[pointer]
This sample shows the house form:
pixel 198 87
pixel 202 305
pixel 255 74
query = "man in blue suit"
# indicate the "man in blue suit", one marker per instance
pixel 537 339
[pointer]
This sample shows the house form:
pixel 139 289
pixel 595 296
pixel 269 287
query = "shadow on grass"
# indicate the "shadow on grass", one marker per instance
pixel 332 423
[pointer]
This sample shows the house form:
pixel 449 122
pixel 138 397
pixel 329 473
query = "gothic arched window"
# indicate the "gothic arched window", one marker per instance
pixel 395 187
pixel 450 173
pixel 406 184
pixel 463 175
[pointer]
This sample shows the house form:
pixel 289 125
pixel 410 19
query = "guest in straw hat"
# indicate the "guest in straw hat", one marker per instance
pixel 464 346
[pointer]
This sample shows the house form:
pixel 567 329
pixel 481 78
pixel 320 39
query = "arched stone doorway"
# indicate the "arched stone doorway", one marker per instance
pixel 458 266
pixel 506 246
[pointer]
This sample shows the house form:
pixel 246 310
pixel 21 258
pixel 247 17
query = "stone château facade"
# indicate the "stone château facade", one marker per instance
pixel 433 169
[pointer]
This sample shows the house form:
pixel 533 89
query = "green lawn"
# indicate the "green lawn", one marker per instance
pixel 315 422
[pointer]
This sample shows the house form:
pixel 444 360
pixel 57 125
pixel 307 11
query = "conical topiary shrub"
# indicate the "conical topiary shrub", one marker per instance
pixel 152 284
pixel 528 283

# # # #

*WHAT YOU NEED TO DO*: From the first line to the last, transcribe the listing exactly.

*YOUR SOLUTION*:
[pointer]
This sample shows the house form:
pixel 198 87
pixel 202 305
pixel 255 74
query = "man in blue suit"
# indicate the "man in blue suit", one marker per instance
pixel 537 339
[pointer]
This sample shows the house form:
pixel 139 289
pixel 595 296
pixel 269 287
query = "shadow on grass"
# indicate the "shadow on grass", one marker per instance
pixel 332 423
[pointer]
This sample shows the house form:
pixel 449 122
pixel 138 397
pixel 329 473
query = "gothic arched window"
# indicate the "gothic arched window", one marker per instance
pixel 395 187
pixel 450 173
pixel 406 184
pixel 463 175
[pointer]
This sample shows the house form:
pixel 289 125
pixel 410 19
query = "guest in straw hat"
# indicate the "guest in straw hat", one marker per instance
pixel 464 346
[pointer]
This sample shows the house form:
pixel 567 329
pixel 481 78
pixel 320 39
query = "arched stone doorway"
# indicate the "arched stone doorway", one marker per instance
pixel 458 266
pixel 506 246
[pointer]
This sample shows the house form:
pixel 246 310
pixel 21 258
pixel 247 17
query = "stone château facade"
# indicate the "stone château facade", one marker per instance
pixel 433 169
[pointer]
This sample shows the house form:
pixel 533 89
query = "green lawn"
# indicate the "green lawn", one marker per instance
pixel 315 422
[pointer]
This sample shows the house form:
pixel 444 360
pixel 57 125
pixel 307 11
query = "conical topiary shrub"
# indicate the "conical topiary shrub", one marker per instance
pixel 152 284
pixel 528 283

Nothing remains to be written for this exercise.